Extend the piece about Higher Heights and Dorothy Height, picking up after its final sentence.

[start of DOCUMENT SECTION]

When I read the news in Essence Magazine that Higher Heights had endorsed Sen. Kamala Harris for president, I was elated. In its article about the endorsement, the magazine writes, “Higher Heights is the largest online political organization dedicated to harnessing, organizing and mobilizing Black women’s political power.” It notes, “Sen. Kamala Harris (D-Calif.) picked up the endorsement of Higher Heights, the country’s largest political organization that seeks to harness and mobilize Black women voters, and of course, elect Black women to office.”
My elation faded when it got very little notice in the white traditional media, and I was even more perturbed when I realized that outside of black circles, there were not a whole lot of people who knew of the organization’s successful efforts, since its founding in 2011, to get more black women into elected office. We all know about EMILY’s List. But Higher Heights and other groups dedicated to getting black women prepared to run for office and supporting them seem to get short shrift.
Yes, there have been a few Higher Heights stories here at Daily Kos. As a black woman, and as a Democrat, fully aware of the role we play in elections, I’d like to see groups like Higher Heights and its related Higher Heights for America PAC garner more attention. I identify with and follow the hashtag #BlackWomenLead.
Even more distressing was the fact that, when I talked about this with white friends, pointing out that the organization had been named in honor of Dr. Dorothy Irene Height, they didn’t know who I was referencing.
Hence this story today.
It’s hard for me to imagine what it is like to not know who Dorothy Height was.

[end of DOCUMENT SECTION]
[start of DATASET]

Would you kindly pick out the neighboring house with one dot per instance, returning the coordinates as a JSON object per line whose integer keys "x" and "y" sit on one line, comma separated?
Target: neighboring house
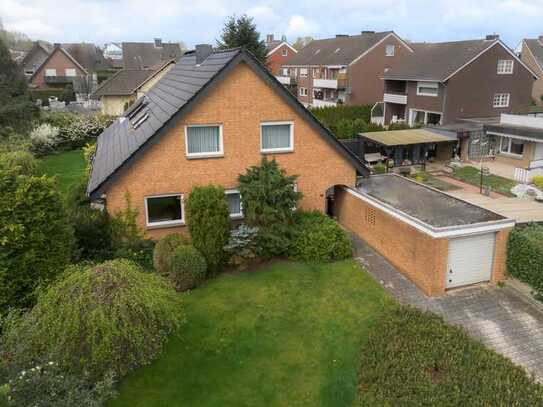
{"x": 74, "y": 64}
{"x": 213, "y": 115}
{"x": 278, "y": 53}
{"x": 441, "y": 83}
{"x": 532, "y": 55}
{"x": 345, "y": 69}
{"x": 149, "y": 55}
{"x": 126, "y": 86}
{"x": 518, "y": 142}
{"x": 35, "y": 57}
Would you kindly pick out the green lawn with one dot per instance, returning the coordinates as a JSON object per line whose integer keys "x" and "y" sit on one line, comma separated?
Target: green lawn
{"x": 68, "y": 166}
{"x": 472, "y": 175}
{"x": 287, "y": 334}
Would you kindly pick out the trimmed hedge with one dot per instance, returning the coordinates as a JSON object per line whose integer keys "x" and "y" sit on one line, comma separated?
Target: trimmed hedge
{"x": 318, "y": 238}
{"x": 525, "y": 256}
{"x": 413, "y": 358}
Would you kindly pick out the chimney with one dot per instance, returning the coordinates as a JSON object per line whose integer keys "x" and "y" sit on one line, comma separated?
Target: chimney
{"x": 202, "y": 52}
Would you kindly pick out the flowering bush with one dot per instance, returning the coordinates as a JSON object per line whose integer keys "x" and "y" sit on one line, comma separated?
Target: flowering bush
{"x": 44, "y": 139}
{"x": 47, "y": 385}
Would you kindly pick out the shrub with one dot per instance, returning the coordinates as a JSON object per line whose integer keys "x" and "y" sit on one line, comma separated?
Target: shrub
{"x": 209, "y": 224}
{"x": 413, "y": 358}
{"x": 269, "y": 196}
{"x": 97, "y": 319}
{"x": 525, "y": 256}
{"x": 35, "y": 237}
{"x": 44, "y": 139}
{"x": 47, "y": 385}
{"x": 319, "y": 238}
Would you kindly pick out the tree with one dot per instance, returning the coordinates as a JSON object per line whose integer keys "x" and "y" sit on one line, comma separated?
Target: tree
{"x": 241, "y": 32}
{"x": 302, "y": 42}
{"x": 15, "y": 105}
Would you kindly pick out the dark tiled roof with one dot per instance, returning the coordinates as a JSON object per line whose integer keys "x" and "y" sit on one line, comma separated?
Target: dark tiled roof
{"x": 436, "y": 61}
{"x": 146, "y": 55}
{"x": 536, "y": 47}
{"x": 166, "y": 102}
{"x": 340, "y": 50}
{"x": 124, "y": 82}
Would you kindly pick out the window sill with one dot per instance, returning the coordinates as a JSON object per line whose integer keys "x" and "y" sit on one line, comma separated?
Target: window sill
{"x": 165, "y": 225}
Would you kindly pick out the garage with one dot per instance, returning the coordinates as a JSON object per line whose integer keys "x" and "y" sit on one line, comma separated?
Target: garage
{"x": 470, "y": 260}
{"x": 436, "y": 240}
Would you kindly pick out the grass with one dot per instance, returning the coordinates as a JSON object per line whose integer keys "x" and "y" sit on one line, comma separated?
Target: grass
{"x": 472, "y": 175}
{"x": 415, "y": 359}
{"x": 68, "y": 167}
{"x": 287, "y": 334}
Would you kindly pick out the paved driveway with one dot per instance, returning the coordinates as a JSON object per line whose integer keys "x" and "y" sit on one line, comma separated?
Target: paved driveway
{"x": 500, "y": 317}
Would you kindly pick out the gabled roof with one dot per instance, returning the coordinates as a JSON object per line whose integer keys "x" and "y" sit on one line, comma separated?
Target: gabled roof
{"x": 440, "y": 61}
{"x": 166, "y": 103}
{"x": 535, "y": 46}
{"x": 145, "y": 55}
{"x": 341, "y": 50}
{"x": 124, "y": 82}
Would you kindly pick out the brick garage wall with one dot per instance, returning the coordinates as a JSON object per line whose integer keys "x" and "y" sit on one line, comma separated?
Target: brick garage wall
{"x": 240, "y": 102}
{"x": 418, "y": 256}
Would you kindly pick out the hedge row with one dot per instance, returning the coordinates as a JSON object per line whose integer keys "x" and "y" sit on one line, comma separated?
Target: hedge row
{"x": 525, "y": 256}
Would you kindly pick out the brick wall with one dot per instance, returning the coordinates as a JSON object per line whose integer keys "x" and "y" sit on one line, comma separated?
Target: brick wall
{"x": 240, "y": 102}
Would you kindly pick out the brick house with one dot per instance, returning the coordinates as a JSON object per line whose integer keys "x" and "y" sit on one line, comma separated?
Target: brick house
{"x": 209, "y": 118}
{"x": 278, "y": 53}
{"x": 345, "y": 69}
{"x": 532, "y": 55}
{"x": 440, "y": 83}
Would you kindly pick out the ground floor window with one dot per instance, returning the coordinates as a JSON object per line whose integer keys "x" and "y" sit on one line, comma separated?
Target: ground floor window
{"x": 511, "y": 146}
{"x": 164, "y": 210}
{"x": 235, "y": 206}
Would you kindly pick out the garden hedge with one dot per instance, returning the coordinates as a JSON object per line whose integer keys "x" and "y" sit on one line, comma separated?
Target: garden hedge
{"x": 525, "y": 256}
{"x": 413, "y": 358}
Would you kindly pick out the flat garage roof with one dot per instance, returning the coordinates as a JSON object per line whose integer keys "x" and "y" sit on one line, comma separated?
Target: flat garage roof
{"x": 423, "y": 203}
{"x": 410, "y": 136}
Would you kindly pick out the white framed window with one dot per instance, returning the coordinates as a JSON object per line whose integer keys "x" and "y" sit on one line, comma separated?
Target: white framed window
{"x": 164, "y": 210}
{"x": 235, "y": 206}
{"x": 427, "y": 88}
{"x": 276, "y": 137}
{"x": 204, "y": 140}
{"x": 505, "y": 66}
{"x": 390, "y": 50}
{"x": 512, "y": 146}
{"x": 501, "y": 100}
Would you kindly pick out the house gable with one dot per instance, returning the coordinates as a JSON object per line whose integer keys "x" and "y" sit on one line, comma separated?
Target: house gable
{"x": 240, "y": 103}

[end of DATASET]

- _ANSWER FOR THIS EXERCISE_
She was a household name in my family. Not just because in 1957 Height was elected the fourth national president of the National Council of Negro Women (NCNW), where she served until 1998, when she became chair and president emerita. Not just because her mentor was Mary McLeod Bethune. She was a president of Delta Sigma Theta sorority—and since my mom was a Delta, to her, Height was a queen. (For more background, here are links to stories I’ve written about black sororities and fraternities, and about Mrs. Bethune too.)
My black world never seems to be a part of the white world I automatically have to be cognizant of and well-versed in. I hope this will help change that.
If you can find the time, I strongly suggest you watch this documentary on her life and times.
You will be changed.
Thanks to the efforts of the National Visionary Leadership Project, the voices of many of our black elders have been recorded for posterity. The project’s website includes this mission statement: “The mission of the National Visionary Leadership Project (NVLP) is to develop the next generation of leaders by recording, preserving, and sharing the stories of extraordinary African American elders--Visionaries—who have transcended barriers, shaped American history, and influenced the world through the rich African American tradition of social change.”
Dr. Height’s autobiography Open Wide the Freedom Gates: A Memoir, is a must-read.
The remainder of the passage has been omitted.